#### [STUDY TEXT]
-- Opening Marker --

A day before Leger released its poll, polling firm spark*insights had also released a poll commissioned on behalf of Egale Canada, an LGBTQ advocacy group that was involved in the litigation against Saskatchewan’s law. Unsurprisingly, this survey framed its questions rather differently. On the question of informing parents, spark*insights asked respondents whether a teacher should have “the discretion to not inform a parent if there is a credible risk to believe telling a parent could put the student at risk.” The inclusion of “credible risk” led to different results than the Leger results: 51 percent of respondents agreed that the teacher should have the discretion, while 49 percent said the teacher should have to inform the parent (the numbers for Saskatchewan residents were slightly more in favour of teacher discretion, 55 percent to 45 percent). 

On the notwithstanding clause, the spark*insights survey prefaced its question by saying “A court has ruled that the policy will likely cause irreparable harm to affected children under the age of 16.” With the inclusion of the language of “irreparable harm,” only 27 percent of respondents agreed that Saskatchewan should “use legislative powers to immediately overrule the court and enact the law,” while 73 percent said the government “should allow the courts to review the policy before taking further action” (the numbers were 32 percent and 68 percent for Saskatchewan residents).

-- Closing Marker --

#### [TASK DESCRIPTION]
In the passage about the spark*insights poll, what share of all respondents agreed that Saskatchewan should immediately overrule the court and enact the law?

#### [ENTRIES PROVIDED]
-- Opening Marker --

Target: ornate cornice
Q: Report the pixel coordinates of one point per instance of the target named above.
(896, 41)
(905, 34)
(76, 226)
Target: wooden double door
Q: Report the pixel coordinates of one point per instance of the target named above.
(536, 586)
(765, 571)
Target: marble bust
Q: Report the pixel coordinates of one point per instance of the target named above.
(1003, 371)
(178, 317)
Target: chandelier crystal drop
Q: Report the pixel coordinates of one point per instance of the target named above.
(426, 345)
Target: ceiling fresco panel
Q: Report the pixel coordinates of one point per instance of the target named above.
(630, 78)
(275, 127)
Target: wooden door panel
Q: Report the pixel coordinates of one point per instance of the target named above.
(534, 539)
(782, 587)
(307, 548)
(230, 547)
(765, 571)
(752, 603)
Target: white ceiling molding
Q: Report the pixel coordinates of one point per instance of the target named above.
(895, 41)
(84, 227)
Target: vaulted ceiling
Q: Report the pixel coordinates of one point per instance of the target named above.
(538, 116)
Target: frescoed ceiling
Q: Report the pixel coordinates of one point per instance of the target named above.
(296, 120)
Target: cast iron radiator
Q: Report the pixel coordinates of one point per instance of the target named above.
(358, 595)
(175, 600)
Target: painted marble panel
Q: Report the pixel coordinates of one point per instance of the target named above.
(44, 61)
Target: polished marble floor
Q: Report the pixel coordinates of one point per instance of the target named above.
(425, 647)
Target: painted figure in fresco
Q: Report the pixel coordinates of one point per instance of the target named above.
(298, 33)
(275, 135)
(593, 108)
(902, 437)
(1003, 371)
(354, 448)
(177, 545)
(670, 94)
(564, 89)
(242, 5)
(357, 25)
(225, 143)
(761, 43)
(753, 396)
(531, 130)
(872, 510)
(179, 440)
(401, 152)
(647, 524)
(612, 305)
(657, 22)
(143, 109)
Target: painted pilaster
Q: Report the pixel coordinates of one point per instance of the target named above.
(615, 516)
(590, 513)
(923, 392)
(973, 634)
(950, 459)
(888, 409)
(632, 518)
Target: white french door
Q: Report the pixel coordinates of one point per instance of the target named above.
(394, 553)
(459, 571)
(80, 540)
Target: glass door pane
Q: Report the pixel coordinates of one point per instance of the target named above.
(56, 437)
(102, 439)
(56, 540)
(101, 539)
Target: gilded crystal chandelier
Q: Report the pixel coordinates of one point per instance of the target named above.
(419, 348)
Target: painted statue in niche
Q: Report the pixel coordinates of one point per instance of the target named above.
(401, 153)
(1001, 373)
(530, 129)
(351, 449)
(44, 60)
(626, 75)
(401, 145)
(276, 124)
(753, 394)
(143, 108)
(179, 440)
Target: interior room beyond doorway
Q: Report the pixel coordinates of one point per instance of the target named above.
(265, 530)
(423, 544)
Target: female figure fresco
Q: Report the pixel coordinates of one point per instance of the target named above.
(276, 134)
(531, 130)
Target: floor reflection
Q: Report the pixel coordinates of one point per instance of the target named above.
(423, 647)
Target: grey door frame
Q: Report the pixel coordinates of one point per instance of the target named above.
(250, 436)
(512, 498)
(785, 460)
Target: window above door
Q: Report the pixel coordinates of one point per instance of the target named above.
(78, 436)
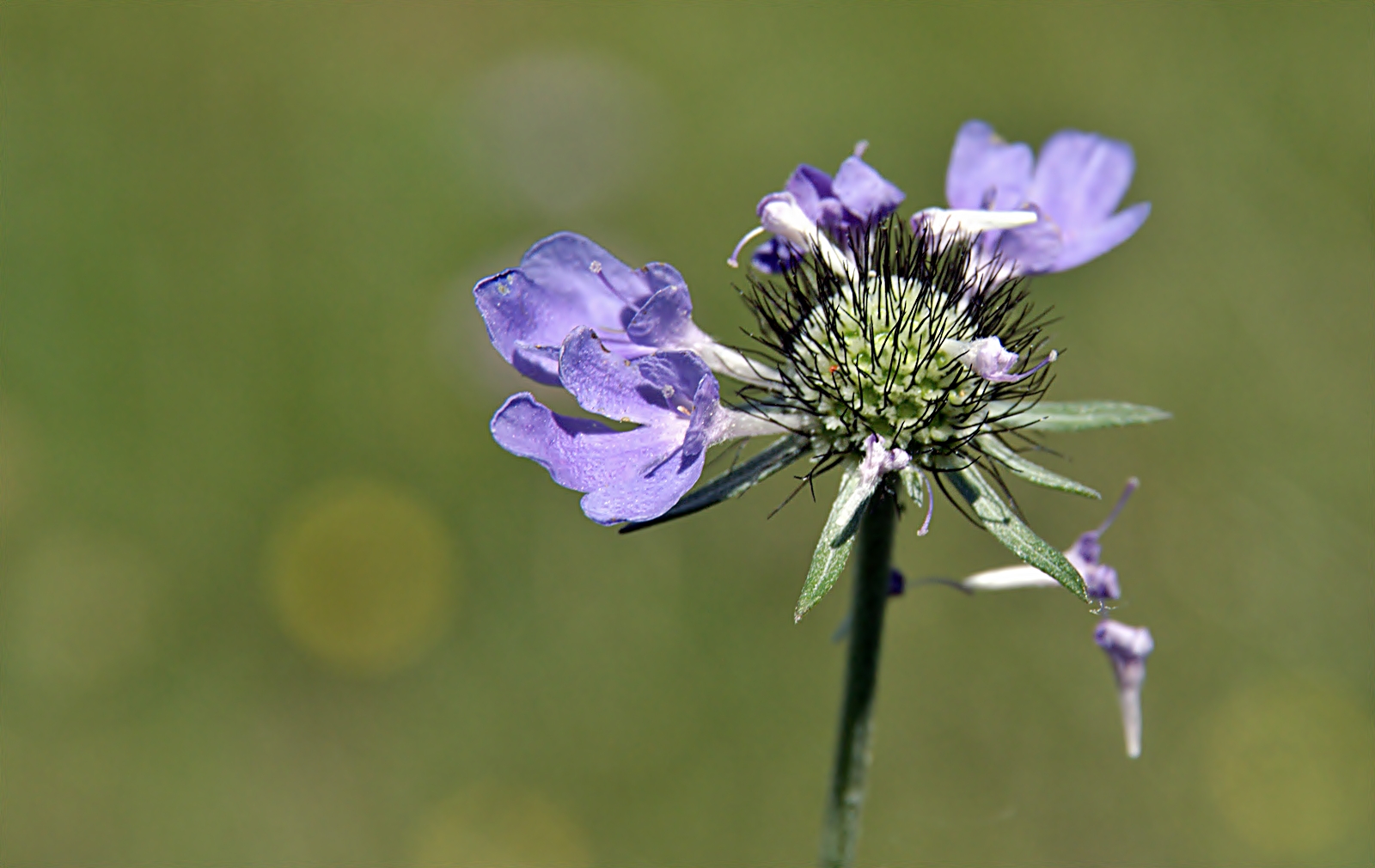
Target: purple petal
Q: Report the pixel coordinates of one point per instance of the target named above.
(809, 186)
(1081, 176)
(1088, 244)
(1128, 650)
(987, 172)
(581, 455)
(864, 192)
(564, 263)
(1102, 582)
(1085, 552)
(776, 256)
(1036, 249)
(526, 322)
(666, 321)
(653, 389)
(659, 485)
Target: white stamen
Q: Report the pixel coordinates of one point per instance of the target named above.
(784, 217)
(973, 220)
(735, 254)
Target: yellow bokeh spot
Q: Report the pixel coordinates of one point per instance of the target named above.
(1290, 767)
(497, 824)
(362, 575)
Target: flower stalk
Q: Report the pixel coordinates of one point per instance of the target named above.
(840, 836)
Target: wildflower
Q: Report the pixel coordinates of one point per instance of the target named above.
(856, 197)
(1099, 579)
(1072, 189)
(883, 352)
(1128, 650)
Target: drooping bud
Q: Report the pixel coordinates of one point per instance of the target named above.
(1127, 648)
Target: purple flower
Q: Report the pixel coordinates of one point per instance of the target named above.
(1128, 650)
(629, 475)
(1099, 578)
(1074, 189)
(854, 197)
(567, 281)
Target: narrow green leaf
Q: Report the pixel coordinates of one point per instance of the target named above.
(1031, 472)
(1010, 530)
(828, 561)
(1056, 416)
(733, 482)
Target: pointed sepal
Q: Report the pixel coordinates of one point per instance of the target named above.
(1030, 471)
(1011, 531)
(838, 537)
(1056, 416)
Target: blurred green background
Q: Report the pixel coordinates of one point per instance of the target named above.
(270, 593)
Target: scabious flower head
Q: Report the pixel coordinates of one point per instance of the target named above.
(1072, 189)
(1128, 650)
(882, 337)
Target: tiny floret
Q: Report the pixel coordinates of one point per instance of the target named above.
(1128, 650)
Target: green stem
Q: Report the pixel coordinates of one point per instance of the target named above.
(840, 838)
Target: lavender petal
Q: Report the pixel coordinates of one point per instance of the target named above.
(987, 172)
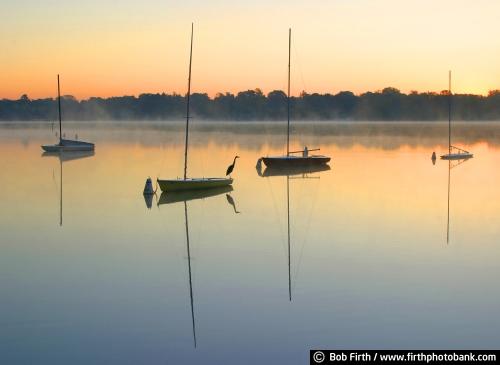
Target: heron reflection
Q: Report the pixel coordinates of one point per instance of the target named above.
(184, 196)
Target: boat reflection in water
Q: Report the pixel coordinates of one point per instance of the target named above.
(292, 172)
(183, 196)
(66, 157)
(451, 164)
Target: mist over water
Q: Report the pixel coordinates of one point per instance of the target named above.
(102, 278)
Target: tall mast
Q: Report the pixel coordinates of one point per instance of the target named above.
(59, 106)
(189, 268)
(288, 226)
(449, 111)
(187, 105)
(60, 187)
(288, 94)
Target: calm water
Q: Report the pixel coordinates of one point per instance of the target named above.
(103, 279)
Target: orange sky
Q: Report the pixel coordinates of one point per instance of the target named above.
(101, 49)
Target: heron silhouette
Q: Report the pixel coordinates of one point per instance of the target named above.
(231, 167)
(230, 200)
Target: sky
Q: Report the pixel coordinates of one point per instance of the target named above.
(108, 48)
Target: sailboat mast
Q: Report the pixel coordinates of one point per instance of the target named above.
(288, 226)
(449, 111)
(288, 94)
(60, 188)
(189, 268)
(59, 106)
(187, 104)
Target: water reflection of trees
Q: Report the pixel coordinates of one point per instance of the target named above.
(256, 135)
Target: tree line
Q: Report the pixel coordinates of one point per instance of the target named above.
(388, 104)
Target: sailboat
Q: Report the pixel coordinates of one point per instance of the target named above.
(454, 153)
(66, 145)
(303, 158)
(65, 158)
(450, 166)
(191, 183)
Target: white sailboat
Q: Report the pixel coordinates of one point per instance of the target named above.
(454, 153)
(66, 145)
(293, 158)
(191, 183)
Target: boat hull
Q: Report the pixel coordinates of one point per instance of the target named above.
(293, 171)
(66, 145)
(187, 195)
(284, 162)
(457, 156)
(167, 185)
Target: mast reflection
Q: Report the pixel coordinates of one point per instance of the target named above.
(66, 157)
(290, 173)
(184, 196)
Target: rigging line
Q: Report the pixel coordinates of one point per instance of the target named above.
(304, 86)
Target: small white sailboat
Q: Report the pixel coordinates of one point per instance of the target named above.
(66, 145)
(291, 160)
(191, 183)
(454, 153)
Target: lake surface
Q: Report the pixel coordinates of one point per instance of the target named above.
(100, 278)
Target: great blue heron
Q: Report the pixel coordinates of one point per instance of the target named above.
(231, 167)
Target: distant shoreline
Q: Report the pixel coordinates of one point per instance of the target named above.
(386, 105)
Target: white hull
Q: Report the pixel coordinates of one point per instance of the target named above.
(457, 156)
(167, 185)
(67, 145)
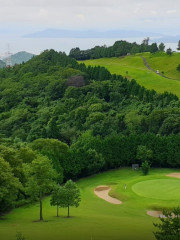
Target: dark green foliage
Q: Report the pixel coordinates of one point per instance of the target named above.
(178, 68)
(19, 236)
(169, 51)
(161, 47)
(169, 226)
(66, 196)
(83, 119)
(145, 167)
(2, 64)
(178, 47)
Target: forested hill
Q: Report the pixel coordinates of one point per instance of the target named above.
(54, 90)
(82, 118)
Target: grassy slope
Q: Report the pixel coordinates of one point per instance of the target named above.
(137, 70)
(166, 63)
(95, 217)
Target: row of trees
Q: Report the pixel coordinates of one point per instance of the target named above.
(36, 179)
(83, 119)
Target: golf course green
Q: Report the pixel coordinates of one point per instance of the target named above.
(163, 189)
(96, 218)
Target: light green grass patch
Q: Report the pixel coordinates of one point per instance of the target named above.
(137, 70)
(95, 218)
(164, 189)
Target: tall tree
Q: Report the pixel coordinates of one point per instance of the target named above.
(9, 186)
(161, 47)
(70, 195)
(169, 51)
(57, 197)
(178, 47)
(169, 228)
(41, 179)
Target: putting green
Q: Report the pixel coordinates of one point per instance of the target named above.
(164, 189)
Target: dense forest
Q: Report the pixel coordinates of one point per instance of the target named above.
(119, 48)
(84, 119)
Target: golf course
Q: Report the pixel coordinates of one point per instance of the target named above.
(96, 218)
(132, 67)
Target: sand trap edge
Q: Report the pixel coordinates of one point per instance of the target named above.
(103, 191)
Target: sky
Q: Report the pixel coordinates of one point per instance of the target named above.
(29, 16)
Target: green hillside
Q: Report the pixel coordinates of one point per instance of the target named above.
(132, 67)
(164, 63)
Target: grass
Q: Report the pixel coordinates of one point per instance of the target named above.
(95, 218)
(132, 67)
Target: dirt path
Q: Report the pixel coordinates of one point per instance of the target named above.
(145, 63)
(102, 192)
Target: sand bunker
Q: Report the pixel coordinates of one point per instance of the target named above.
(159, 213)
(155, 213)
(102, 192)
(177, 175)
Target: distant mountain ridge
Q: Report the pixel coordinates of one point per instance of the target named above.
(2, 64)
(20, 57)
(167, 39)
(57, 33)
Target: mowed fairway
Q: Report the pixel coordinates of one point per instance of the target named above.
(95, 218)
(132, 67)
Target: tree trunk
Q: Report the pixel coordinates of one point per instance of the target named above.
(68, 210)
(40, 201)
(57, 211)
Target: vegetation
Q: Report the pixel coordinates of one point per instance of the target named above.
(137, 70)
(40, 179)
(66, 196)
(83, 120)
(145, 167)
(119, 48)
(20, 57)
(97, 219)
(2, 64)
(169, 228)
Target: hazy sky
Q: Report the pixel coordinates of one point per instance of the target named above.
(144, 15)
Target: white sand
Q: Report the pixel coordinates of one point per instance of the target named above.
(103, 192)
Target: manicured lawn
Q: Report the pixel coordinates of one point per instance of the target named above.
(95, 218)
(132, 67)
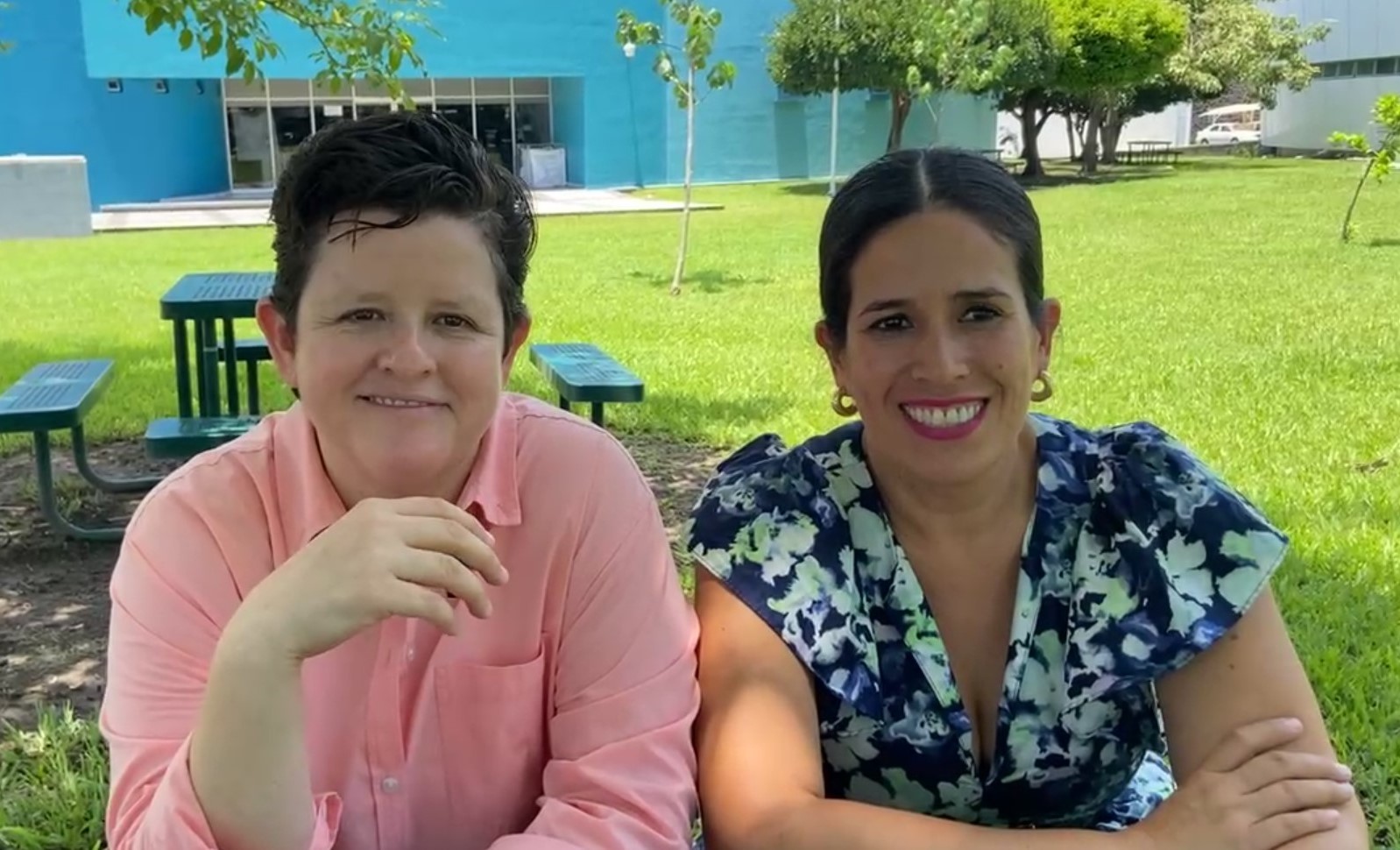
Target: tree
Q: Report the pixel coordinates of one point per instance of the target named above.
(906, 48)
(1228, 44)
(1241, 42)
(356, 38)
(1379, 159)
(1025, 86)
(700, 25)
(1114, 46)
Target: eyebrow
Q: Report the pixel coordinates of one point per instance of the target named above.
(981, 294)
(992, 292)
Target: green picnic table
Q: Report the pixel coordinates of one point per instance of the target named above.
(208, 300)
(58, 397)
(583, 372)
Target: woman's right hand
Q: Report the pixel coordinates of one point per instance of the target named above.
(1250, 794)
(384, 557)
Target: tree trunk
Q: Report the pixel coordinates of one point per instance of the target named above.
(1351, 208)
(685, 206)
(1091, 140)
(1109, 135)
(1079, 124)
(898, 115)
(1030, 136)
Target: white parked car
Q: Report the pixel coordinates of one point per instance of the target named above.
(1226, 133)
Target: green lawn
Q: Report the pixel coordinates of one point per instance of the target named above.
(1215, 301)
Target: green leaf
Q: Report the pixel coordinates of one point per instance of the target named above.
(236, 60)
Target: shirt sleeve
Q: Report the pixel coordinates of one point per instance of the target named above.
(622, 769)
(171, 597)
(1172, 559)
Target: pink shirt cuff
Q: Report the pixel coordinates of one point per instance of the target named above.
(171, 818)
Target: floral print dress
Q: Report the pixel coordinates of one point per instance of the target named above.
(1135, 559)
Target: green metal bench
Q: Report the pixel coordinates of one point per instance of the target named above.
(182, 438)
(58, 397)
(250, 351)
(581, 372)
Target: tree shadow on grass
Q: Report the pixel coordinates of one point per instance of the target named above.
(1056, 177)
(707, 280)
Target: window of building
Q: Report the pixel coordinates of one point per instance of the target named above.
(268, 119)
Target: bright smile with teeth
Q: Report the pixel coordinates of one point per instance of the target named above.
(388, 402)
(944, 418)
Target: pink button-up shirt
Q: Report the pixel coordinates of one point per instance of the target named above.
(562, 721)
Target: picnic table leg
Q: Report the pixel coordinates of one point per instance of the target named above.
(208, 367)
(231, 367)
(182, 398)
(201, 372)
(107, 485)
(49, 503)
(254, 405)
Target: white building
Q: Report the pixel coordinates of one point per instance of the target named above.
(1358, 62)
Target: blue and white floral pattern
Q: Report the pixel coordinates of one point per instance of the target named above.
(1135, 559)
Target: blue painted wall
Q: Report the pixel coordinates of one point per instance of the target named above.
(619, 122)
(138, 143)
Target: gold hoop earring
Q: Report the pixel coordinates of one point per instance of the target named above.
(1044, 390)
(843, 404)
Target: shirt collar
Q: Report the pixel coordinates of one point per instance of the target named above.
(308, 501)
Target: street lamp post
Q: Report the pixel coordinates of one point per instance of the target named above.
(630, 52)
(836, 111)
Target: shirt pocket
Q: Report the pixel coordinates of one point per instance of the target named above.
(494, 735)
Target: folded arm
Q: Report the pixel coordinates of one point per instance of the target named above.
(205, 735)
(760, 765)
(1250, 674)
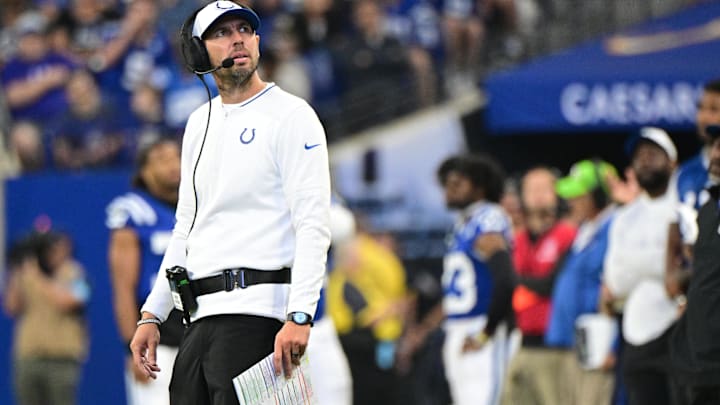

-- Closing Marker --

#### [ANSWER TO THIS EXERCISE]
27 percent